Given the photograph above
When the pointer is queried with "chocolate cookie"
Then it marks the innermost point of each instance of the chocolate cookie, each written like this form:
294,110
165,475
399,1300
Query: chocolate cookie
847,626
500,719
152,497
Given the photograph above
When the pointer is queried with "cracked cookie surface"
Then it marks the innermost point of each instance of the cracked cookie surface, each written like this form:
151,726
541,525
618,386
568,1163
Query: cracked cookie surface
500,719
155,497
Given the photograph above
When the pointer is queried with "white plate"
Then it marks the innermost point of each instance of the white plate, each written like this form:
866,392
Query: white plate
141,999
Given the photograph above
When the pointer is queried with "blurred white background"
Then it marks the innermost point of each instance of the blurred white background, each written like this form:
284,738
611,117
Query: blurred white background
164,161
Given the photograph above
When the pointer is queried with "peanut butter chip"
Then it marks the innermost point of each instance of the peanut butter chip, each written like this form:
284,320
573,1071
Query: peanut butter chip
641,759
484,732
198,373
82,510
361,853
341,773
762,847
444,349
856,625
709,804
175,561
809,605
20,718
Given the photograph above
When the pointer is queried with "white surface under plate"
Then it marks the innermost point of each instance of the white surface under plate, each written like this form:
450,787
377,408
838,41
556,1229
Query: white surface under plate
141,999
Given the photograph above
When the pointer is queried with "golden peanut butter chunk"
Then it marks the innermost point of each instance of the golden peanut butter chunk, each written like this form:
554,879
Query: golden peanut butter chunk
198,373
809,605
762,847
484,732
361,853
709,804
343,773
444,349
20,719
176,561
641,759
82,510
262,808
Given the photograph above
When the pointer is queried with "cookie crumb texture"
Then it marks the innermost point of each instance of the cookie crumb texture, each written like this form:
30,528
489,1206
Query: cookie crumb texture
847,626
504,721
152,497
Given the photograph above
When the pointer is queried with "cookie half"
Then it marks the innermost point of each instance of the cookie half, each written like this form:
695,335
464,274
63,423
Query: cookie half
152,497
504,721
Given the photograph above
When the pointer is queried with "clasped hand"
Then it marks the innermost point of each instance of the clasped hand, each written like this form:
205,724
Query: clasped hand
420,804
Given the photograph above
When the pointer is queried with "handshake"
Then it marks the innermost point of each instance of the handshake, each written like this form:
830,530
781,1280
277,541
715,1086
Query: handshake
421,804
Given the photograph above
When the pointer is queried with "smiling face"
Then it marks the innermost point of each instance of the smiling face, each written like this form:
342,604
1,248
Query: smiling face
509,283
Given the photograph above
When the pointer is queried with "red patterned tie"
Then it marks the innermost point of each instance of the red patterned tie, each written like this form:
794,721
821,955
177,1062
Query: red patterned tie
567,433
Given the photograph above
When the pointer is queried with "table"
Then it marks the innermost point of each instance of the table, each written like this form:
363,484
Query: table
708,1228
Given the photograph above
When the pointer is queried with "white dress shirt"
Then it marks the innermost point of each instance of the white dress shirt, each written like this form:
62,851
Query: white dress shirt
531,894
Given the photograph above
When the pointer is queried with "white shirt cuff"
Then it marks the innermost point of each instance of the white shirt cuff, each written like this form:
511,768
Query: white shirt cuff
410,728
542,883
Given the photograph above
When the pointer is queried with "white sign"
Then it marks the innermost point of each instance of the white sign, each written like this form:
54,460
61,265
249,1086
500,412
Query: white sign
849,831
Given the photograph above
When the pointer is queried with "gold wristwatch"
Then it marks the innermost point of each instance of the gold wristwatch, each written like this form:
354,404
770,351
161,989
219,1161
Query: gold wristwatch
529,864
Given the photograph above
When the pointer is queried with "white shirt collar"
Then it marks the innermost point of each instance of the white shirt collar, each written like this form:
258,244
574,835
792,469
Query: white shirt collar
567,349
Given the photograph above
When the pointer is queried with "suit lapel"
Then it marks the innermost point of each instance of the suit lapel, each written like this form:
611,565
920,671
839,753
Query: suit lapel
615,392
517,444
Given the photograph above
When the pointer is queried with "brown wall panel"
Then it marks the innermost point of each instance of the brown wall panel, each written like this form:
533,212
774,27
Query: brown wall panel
#####
> YOUR TASK
Repeat the data precisely, reproducing every entry.

> RESULT OF THE EXERCISE
Given the photograph above
When the pointer is queried with "chocolate cookie"
Then it marks the innermost point of each instance of the chocolate cookie, each written like this form:
294,110
165,475
399,1300
Query: chocolate cookie
847,626
500,719
152,497
Given the photograph above
When the pointer is queried with "cracked cookie surface"
Then it marks the innermost point of each instance of the cracked cookie surface, each written like this form:
151,726
541,525
618,386
568,1163
Query: cracked cookie surface
500,719
155,497
Given the photograph above
When the pointer is queried with "white plate"
Then it marks the innermost point of each instance of the white plate, each written like this form:
866,392
Query: white plate
141,999
Given the photograph above
When the pointer is queried with "blurred white background"
Then it marks the innermost point of each instance of the blurred white background, each written like this form:
284,738
611,117
Query: blurred white background
164,161
Given the photograph above
When the pointer is queried with "peanut butter chip"
Then it marks the innermost point of each instance of the peanut butter chip, each written like this form:
284,320
573,1071
Query: peanut butter chip
641,759
484,732
198,373
82,510
361,853
341,773
762,847
444,349
856,625
709,804
175,561
809,605
20,718
Given the photograph above
When the pointer is queried with "white surface under plate"
Then it marks the innermost point of each instance of the white surface under plate, each written like this form:
450,787
377,408
838,41
556,1229
Query: white surface under plate
141,999
Given the photograph above
When the pointer is queried with "golden peanut butter chunk"
Then it marks the innermost point of each instance of the golden peanut butter chunk, each written like this form:
554,879
Query: golden peanut butter chunk
198,373
809,605
762,847
484,732
361,853
709,804
343,773
444,349
20,719
176,561
641,759
82,510
262,808
Given the photograph above
When the pointer is queried with "cookie crumb texture"
Then it marks the innermost point of each instance of the cookie crumb texture, each written like this form:
30,528
489,1206
Query: cookie crumb texture
847,626
504,721
152,497
Given the photograph above
When the pointer is queried with "cookie half"
Then it marks the innermost point of each instance of the cookie half, each written like this form:
695,335
464,274
63,423
Query: cookie half
152,497
504,721
Given the photograph above
When the pointer is queried with "clasped hand"
Then it marks the innermost point of each instance of the clasped hand, each written like this form:
205,724
Query: clasped hand
420,804
Given the photograph above
When the pointer is queried with "handshake"
Then it marks the innermost point of each instance of the handshake, each written like this form:
830,530
781,1280
277,541
715,1086
Query: handshake
421,804
Given the photograph above
When the pointer is queried with "smiling face"
Then it marks the innermost point of each instance of the smiling face, each written like this form:
342,604
1,248
Query: smiling face
509,283
Given the photograph above
When the pointer is queried with "red patterned tie"
Then it marks the innermost point of each instance of the red patterned tie, each written like this form:
794,721
821,955
177,1062
Query: red patterned tie
567,433
Given the photograph above
When the pointer is queried with "table"
Then it marks the innermost point of each instance of the table, each written like this form:
363,484
Query: table
708,1228
Given the photograph above
When the pointer is queried with "white dress shirt"
Then it marks the innermost point of each instance of the white dress shirt, each written like this form:
62,851
Query: white dress shirt
531,894
Given the photograph above
When the pointer is queried with "white shirt cuff"
Then it marks the innermost point of each instance of the white shirt cuff, each written like this form:
511,768
Query: white shirt cuff
410,728
542,883
Given the photograph above
When the pointer is queried with "white sign"
Then it marks the innermost point of each instance of the white sign, each written like this form:
54,460
61,265
249,1086
500,412
Query: white sign
849,831
Given the photograph above
When the pointer is queried with "gold wristwatch"
Then it marks the innermost point of each instance of the gold wristwatch, each written like this form:
354,404
770,351
161,989
219,1161
Query: gold wristwatch
529,864
Given the photograph above
When the pointer is queried with "white shirt collar"
Then it marks the innermost point of each instance of the white shirt collar, each written like this form:
258,244
574,835
792,469
Query: white shirt collar
567,349
Given the photograph above
When the pointer is queried with "suit lapel"
Then it marks the innermost point of each instance of the suit lapel, each written like this form:
611,565
920,671
839,753
Query: suit lapel
615,392
517,444
Given the photograph above
When the pointer is queried with "brown wall panel"
Then it marks the innermost point of each instance of the brown wall panel, each written like this form:
533,212
774,27
Query: brown wall panel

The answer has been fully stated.